[Saved data entries]
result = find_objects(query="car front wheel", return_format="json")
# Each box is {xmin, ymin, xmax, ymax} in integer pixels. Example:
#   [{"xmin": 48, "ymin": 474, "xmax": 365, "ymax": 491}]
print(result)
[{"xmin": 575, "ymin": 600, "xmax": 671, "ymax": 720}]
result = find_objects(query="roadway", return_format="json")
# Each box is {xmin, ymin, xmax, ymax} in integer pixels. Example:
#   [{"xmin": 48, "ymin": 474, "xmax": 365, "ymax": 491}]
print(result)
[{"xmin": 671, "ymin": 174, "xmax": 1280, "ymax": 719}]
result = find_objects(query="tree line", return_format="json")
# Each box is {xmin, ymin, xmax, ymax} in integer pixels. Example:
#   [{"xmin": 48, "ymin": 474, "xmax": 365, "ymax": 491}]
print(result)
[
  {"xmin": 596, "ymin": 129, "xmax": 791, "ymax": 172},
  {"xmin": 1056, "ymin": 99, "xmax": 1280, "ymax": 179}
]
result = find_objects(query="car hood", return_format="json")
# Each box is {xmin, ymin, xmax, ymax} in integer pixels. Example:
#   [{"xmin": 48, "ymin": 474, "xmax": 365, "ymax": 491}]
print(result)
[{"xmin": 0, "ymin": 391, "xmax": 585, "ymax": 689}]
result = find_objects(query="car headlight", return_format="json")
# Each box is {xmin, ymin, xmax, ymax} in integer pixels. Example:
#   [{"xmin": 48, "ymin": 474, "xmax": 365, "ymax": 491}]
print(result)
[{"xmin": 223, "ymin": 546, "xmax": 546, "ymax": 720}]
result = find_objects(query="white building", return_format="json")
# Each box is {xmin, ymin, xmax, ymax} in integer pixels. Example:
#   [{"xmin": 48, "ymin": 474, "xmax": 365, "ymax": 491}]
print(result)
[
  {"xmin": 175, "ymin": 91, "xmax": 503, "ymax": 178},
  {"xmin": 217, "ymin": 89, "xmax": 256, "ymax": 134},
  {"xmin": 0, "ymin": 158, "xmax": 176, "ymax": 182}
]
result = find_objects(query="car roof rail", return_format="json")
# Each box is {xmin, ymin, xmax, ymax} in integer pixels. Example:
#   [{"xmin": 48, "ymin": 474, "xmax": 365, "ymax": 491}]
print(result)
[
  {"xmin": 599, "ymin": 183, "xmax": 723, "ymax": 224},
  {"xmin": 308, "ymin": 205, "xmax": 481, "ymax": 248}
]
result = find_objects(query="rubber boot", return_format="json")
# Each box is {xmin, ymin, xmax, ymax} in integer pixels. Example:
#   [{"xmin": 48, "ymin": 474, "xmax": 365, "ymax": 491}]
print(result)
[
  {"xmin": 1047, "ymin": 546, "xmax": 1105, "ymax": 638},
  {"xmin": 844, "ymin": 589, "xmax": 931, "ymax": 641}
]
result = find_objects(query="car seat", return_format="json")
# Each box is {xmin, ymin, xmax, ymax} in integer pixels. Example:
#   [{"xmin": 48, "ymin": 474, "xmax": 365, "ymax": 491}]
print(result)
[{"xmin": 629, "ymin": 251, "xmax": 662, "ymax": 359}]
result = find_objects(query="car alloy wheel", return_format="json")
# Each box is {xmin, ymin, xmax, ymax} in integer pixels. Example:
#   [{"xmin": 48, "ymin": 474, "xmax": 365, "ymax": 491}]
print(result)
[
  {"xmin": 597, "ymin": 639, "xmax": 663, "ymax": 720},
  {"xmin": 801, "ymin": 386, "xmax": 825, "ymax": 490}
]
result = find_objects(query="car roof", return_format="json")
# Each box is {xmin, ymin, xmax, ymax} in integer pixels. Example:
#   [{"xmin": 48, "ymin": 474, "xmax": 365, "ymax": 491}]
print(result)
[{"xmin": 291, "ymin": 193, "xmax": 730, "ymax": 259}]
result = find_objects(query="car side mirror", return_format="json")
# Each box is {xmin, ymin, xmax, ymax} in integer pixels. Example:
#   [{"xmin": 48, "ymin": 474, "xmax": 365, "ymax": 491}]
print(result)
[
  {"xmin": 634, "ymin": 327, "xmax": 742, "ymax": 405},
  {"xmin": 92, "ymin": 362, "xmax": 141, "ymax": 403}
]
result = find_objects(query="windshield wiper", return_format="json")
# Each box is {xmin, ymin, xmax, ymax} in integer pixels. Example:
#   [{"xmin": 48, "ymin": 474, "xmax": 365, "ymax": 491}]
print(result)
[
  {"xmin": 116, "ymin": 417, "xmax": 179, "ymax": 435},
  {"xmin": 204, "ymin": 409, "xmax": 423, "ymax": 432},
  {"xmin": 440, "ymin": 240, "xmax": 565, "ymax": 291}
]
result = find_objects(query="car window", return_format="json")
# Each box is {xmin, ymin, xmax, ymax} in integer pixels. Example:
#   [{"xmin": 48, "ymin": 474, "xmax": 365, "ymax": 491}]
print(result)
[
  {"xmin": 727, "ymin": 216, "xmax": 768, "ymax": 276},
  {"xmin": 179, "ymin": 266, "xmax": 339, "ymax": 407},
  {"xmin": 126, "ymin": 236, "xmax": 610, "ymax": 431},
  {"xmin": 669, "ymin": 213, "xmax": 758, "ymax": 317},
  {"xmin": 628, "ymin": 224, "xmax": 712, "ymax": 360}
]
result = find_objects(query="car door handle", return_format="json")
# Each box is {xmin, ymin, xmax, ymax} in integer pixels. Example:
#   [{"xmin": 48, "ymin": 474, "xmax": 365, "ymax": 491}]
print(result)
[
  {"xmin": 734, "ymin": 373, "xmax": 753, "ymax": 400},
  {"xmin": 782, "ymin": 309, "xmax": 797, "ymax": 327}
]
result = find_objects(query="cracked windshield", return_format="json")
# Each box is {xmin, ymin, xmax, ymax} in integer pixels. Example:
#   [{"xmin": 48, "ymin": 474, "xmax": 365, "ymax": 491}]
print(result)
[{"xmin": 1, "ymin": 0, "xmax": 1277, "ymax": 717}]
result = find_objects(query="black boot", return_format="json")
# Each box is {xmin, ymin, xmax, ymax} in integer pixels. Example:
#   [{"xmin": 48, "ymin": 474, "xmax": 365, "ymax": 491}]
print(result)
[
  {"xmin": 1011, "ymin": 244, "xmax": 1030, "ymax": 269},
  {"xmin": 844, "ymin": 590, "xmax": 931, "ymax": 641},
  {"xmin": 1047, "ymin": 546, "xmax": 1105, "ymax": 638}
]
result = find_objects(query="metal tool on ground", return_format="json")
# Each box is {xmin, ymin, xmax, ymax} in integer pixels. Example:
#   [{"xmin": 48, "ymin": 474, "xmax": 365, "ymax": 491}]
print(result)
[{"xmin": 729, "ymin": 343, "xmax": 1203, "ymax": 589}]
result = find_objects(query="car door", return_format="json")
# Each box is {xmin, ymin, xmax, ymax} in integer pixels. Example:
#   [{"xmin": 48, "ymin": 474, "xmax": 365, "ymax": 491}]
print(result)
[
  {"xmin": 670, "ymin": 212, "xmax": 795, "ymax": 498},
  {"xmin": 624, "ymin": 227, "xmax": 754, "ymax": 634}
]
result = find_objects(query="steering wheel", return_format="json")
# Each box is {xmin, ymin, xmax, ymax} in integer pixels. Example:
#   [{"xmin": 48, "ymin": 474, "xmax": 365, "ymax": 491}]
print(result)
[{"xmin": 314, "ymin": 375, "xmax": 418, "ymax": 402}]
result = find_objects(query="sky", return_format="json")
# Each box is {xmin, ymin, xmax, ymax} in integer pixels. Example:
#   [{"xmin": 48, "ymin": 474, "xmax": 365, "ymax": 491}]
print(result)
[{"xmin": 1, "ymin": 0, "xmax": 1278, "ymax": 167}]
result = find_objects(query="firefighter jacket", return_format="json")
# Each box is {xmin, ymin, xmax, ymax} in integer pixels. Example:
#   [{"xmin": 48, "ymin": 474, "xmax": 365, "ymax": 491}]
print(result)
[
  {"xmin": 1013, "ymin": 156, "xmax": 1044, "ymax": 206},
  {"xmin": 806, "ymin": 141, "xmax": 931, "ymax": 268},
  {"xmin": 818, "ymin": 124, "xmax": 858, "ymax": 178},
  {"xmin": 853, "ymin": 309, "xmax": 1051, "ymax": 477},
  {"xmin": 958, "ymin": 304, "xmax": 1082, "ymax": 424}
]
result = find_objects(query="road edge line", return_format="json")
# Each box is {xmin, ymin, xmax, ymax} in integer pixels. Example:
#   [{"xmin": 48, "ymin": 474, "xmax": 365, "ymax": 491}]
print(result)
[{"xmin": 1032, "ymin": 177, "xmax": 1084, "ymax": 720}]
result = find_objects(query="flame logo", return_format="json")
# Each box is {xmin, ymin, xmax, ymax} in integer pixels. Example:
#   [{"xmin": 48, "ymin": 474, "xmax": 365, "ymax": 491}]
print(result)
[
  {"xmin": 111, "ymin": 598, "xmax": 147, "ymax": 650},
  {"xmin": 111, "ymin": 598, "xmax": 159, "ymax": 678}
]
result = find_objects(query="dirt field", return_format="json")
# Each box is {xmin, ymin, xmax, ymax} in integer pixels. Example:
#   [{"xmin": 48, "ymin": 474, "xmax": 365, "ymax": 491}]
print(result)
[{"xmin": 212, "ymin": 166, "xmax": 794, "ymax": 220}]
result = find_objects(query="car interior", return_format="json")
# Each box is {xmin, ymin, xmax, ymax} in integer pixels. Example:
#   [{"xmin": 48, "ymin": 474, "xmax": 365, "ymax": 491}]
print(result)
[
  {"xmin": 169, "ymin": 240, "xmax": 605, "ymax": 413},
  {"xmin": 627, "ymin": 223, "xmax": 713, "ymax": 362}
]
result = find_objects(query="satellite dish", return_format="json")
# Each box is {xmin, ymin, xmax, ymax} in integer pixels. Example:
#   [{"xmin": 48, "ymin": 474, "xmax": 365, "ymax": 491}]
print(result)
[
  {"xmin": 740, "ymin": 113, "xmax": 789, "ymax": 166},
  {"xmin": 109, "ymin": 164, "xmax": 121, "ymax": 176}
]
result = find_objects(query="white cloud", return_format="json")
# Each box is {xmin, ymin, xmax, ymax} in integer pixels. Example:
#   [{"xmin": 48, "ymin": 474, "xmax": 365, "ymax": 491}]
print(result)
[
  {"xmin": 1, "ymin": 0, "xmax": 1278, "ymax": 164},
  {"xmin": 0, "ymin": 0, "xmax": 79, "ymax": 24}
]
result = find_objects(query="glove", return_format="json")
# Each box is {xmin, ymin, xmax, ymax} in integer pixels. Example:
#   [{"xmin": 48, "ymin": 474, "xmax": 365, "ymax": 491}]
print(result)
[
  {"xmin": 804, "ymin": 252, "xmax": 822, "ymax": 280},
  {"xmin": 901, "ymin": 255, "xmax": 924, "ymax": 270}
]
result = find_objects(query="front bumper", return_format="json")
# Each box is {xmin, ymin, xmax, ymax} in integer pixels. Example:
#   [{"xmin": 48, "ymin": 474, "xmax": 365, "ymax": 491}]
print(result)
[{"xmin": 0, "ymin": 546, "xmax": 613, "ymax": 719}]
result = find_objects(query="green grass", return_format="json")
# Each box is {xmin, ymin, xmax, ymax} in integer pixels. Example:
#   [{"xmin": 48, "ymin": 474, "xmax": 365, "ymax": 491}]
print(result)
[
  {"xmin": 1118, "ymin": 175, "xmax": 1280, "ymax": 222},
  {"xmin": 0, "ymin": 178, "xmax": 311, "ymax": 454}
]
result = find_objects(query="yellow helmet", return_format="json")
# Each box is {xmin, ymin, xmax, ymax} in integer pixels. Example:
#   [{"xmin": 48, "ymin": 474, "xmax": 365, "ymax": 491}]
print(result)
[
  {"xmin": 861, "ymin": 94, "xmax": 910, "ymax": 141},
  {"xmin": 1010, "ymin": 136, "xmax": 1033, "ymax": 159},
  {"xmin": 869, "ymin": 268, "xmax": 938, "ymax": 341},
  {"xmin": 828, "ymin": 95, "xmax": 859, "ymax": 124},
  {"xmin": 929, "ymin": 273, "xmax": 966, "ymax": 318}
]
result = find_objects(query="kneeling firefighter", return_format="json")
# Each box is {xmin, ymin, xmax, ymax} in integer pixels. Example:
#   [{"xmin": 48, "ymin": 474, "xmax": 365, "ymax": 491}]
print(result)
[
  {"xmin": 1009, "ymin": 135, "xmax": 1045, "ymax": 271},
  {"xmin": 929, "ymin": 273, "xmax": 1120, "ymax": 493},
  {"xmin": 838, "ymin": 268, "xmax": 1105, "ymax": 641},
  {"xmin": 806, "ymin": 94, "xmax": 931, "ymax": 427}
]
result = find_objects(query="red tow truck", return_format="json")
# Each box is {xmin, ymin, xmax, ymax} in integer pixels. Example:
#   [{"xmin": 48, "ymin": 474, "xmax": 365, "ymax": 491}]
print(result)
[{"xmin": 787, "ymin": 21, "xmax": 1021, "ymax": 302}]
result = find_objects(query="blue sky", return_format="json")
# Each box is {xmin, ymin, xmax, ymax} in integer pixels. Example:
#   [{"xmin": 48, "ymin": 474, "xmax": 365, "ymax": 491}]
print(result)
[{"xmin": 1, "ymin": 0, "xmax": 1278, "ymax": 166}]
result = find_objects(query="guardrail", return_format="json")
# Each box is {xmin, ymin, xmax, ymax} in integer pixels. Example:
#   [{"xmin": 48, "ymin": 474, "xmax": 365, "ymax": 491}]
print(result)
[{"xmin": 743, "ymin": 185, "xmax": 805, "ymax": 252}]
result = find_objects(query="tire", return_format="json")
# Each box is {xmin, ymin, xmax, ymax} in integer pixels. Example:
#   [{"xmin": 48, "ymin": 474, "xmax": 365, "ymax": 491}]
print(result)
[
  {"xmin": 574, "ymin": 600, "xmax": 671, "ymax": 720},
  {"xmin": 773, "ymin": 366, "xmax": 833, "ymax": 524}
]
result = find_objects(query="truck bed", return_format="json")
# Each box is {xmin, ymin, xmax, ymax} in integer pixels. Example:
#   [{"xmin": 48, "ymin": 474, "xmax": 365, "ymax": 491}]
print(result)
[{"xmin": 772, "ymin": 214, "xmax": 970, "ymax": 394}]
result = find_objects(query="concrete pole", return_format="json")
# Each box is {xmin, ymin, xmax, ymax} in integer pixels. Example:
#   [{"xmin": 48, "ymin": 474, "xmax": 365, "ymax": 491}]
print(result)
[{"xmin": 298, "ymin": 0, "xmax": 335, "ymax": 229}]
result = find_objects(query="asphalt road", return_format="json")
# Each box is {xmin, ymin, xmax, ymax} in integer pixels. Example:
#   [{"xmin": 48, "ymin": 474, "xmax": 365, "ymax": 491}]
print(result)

_Try it_:
Your answer should consist of the lines above that hold the word "truck", copied exactly.

_Answer for this exercise_:
result = find_objects(query="red tow truck", return_format="json")
result = find_objects(query="truck bed", return_format="json")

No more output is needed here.